INPUT DATA:
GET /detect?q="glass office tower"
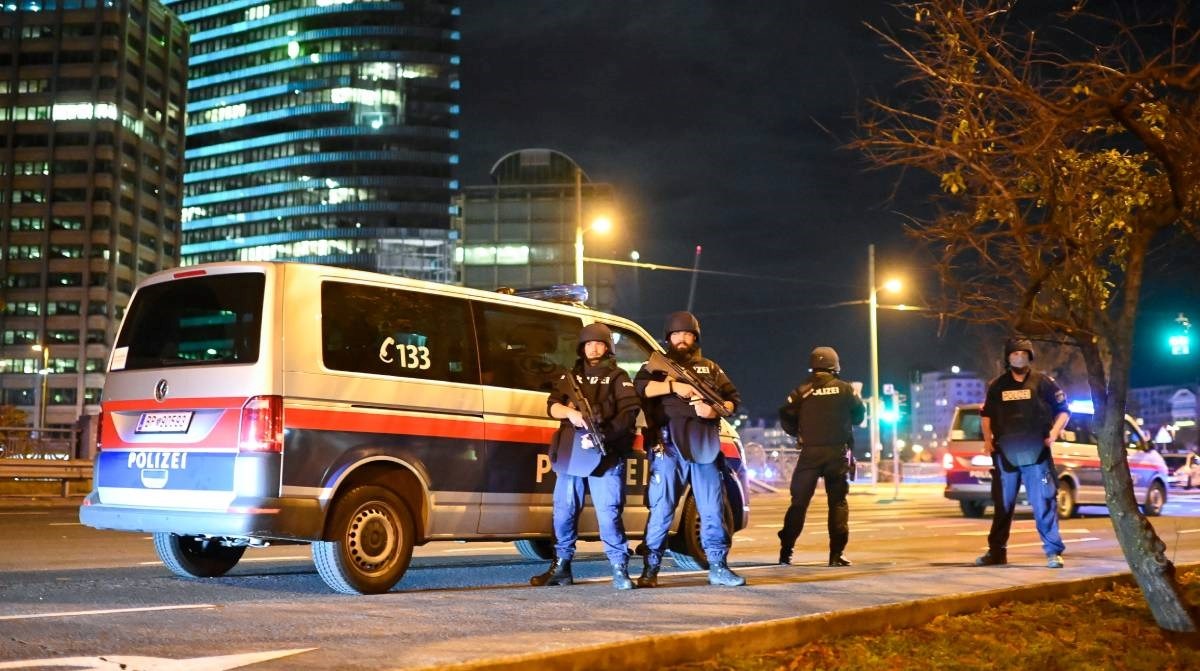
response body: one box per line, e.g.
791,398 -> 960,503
0,0 -> 187,429
166,0 -> 460,281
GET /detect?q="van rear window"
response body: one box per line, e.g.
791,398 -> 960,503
114,273 -> 265,369
953,408 -> 983,440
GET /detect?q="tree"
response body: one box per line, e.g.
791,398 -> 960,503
0,405 -> 28,428
855,1 -> 1199,631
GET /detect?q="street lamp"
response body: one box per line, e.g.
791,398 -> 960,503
867,244 -> 902,485
574,214 -> 613,288
30,344 -> 50,431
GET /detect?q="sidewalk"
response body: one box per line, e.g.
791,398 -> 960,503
417,555 -> 1200,671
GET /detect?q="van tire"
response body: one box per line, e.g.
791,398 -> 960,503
153,532 -> 245,578
513,539 -> 556,561
313,485 -> 414,595
1056,478 -> 1078,519
1143,481 -> 1167,517
959,500 -> 987,518
668,494 -> 734,571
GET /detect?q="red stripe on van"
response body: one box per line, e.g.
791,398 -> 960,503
286,408 -> 493,442
104,397 -> 248,411
100,397 -> 247,450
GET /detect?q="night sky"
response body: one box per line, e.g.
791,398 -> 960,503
455,1 -> 1200,416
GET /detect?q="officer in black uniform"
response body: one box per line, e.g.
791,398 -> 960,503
635,311 -> 746,588
776,346 -> 866,567
975,336 -> 1070,569
530,322 -> 642,589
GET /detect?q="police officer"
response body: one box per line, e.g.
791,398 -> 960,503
776,347 -> 866,567
531,323 -> 641,589
975,336 -> 1070,569
634,311 -> 745,588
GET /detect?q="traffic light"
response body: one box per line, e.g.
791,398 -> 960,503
880,391 -> 900,424
1169,313 -> 1192,356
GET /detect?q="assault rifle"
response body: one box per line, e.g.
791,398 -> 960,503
646,351 -> 732,418
563,372 -> 607,456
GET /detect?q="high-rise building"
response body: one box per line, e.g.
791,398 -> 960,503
456,149 -> 619,310
0,0 -> 187,428
911,368 -> 986,453
166,0 -> 461,282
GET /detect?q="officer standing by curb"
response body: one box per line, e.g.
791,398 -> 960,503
530,323 -> 642,589
975,335 -> 1070,569
634,311 -> 746,588
776,346 -> 866,567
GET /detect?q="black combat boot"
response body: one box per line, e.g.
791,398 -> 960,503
974,549 -> 1007,566
529,558 -> 573,586
636,563 -> 660,588
708,561 -> 746,587
611,562 -> 634,590
778,547 -> 793,566
828,553 -> 852,567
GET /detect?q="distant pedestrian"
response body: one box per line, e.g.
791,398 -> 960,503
975,336 -> 1070,569
530,322 -> 641,589
776,346 -> 866,567
634,311 -> 746,588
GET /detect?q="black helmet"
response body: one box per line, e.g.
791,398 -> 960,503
577,322 -> 614,357
810,346 -> 840,372
663,311 -> 701,342
1004,336 -> 1035,360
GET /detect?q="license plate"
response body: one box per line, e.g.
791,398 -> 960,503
135,411 -> 194,434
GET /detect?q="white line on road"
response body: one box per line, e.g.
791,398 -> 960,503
48,522 -> 82,526
0,604 -> 215,621
0,511 -> 49,515
137,556 -> 309,565
1177,529 -> 1200,534
1007,537 -> 1101,548
957,528 -> 1092,536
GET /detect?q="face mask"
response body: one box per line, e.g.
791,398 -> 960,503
1008,351 -> 1030,369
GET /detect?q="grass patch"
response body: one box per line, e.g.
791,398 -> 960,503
672,569 -> 1200,671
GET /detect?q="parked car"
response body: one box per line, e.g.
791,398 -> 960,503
943,404 -> 1169,518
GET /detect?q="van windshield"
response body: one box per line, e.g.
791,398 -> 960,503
114,272 -> 265,370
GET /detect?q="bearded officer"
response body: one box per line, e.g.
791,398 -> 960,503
975,336 -> 1070,569
634,311 -> 745,588
776,346 -> 866,567
530,322 -> 641,589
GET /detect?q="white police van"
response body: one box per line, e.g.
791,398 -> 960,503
79,262 -> 749,594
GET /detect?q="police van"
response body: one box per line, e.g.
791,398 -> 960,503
79,262 -> 749,594
942,403 -> 1168,518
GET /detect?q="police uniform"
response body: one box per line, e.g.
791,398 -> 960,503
530,323 -> 641,589
776,347 -> 866,566
977,337 -> 1070,568
634,311 -> 745,588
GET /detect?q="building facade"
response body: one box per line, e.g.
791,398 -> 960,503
166,0 -> 460,281
1128,384 -> 1199,432
456,149 -> 618,310
0,0 -> 187,428
911,368 -> 986,453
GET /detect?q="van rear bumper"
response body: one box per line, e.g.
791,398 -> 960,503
79,493 -> 324,540
943,483 -> 991,501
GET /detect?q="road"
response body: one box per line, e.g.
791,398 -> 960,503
2,485 -> 1199,670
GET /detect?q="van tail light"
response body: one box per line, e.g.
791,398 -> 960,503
96,411 -> 105,452
942,453 -> 954,471
238,395 -> 283,453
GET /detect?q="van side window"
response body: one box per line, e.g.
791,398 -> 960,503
475,304 -> 581,392
605,323 -> 654,379
321,281 -> 478,384
1064,415 -> 1097,445
1124,422 -> 1147,451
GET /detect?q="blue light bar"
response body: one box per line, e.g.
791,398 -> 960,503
1068,400 -> 1094,414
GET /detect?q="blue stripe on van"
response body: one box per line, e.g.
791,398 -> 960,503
97,450 -> 236,490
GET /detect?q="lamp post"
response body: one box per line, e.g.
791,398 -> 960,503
867,245 -> 903,485
31,343 -> 50,431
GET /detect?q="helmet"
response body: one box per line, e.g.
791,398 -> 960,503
1004,336 -> 1035,360
577,322 -> 614,357
810,346 -> 840,372
663,311 -> 701,342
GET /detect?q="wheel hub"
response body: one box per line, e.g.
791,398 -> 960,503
347,505 -> 397,570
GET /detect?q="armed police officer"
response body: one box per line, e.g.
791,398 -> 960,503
531,323 -> 642,589
975,336 -> 1070,569
634,311 -> 746,588
776,347 -> 866,567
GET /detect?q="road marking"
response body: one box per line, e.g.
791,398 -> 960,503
0,511 -> 49,516
48,522 -> 82,526
0,648 -> 316,670
956,528 -> 1093,536
1008,537 -> 1100,548
136,556 -> 308,566
1176,529 -> 1200,534
0,604 -> 215,621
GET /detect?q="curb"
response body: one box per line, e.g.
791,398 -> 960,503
417,562 -> 1199,671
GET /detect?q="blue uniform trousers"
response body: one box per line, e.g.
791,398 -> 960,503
643,443 -> 730,568
552,461 -> 629,565
987,458 -> 1066,556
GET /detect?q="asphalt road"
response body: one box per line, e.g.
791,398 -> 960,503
2,485 -> 1199,670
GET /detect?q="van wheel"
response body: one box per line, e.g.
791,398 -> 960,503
153,532 -> 245,578
313,485 -> 414,595
959,500 -> 987,518
1057,478 -> 1078,519
513,539 -> 555,561
1143,482 -> 1167,517
668,494 -> 734,571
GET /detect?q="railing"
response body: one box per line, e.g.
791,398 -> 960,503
0,428 -> 91,498
0,427 -> 81,460
0,459 -> 92,497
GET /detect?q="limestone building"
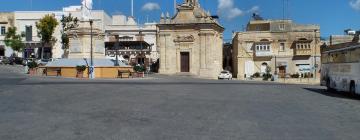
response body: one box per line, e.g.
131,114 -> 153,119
157,0 -> 224,79
233,16 -> 321,79
0,12 -> 14,57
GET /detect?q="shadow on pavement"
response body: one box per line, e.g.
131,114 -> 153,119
304,88 -> 360,101
18,80 -> 300,86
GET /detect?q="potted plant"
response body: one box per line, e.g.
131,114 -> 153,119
27,61 -> 38,76
76,65 -> 86,78
133,65 -> 146,78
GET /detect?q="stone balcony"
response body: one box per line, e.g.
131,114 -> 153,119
294,49 -> 312,56
254,51 -> 273,57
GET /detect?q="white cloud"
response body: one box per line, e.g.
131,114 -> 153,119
350,0 -> 360,10
142,2 -> 160,11
217,0 -> 244,20
247,6 -> 260,14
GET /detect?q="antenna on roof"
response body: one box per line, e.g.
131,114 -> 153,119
252,13 -> 263,20
174,0 -> 177,15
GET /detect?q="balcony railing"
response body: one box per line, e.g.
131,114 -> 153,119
254,51 -> 273,57
294,49 -> 312,56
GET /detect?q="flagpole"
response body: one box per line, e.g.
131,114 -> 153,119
30,0 -> 33,10
131,0 -> 134,17
174,0 -> 176,15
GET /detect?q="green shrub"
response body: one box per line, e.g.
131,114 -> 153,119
253,72 -> 261,78
27,61 -> 38,69
263,73 -> 272,81
290,73 -> 300,78
134,65 -> 146,72
76,65 -> 86,72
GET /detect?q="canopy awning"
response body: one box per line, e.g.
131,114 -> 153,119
105,41 -> 150,48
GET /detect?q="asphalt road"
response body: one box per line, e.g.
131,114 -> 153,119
1,65 -> 360,140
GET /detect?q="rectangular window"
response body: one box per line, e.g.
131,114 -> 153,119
256,44 -> 271,51
0,26 -> 5,35
25,26 -> 32,41
279,43 -> 285,51
279,24 -> 285,30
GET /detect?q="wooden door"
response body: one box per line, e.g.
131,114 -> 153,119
180,52 -> 190,72
279,66 -> 286,78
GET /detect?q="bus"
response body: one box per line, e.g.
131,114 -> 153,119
321,44 -> 360,95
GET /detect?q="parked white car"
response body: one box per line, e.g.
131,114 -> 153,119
218,70 -> 232,80
0,56 -> 4,64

TASK STATEMENT:
In the preceding material, find each line holding the word "road" and copy it out.

EXERCISE RESPONSE:
GET /detect?q="white line on road"
GET /detect?q="road"
GET /detect?q="road marking"
GET /detect?q="asphalt road"
GET /detect?q="asphalt road"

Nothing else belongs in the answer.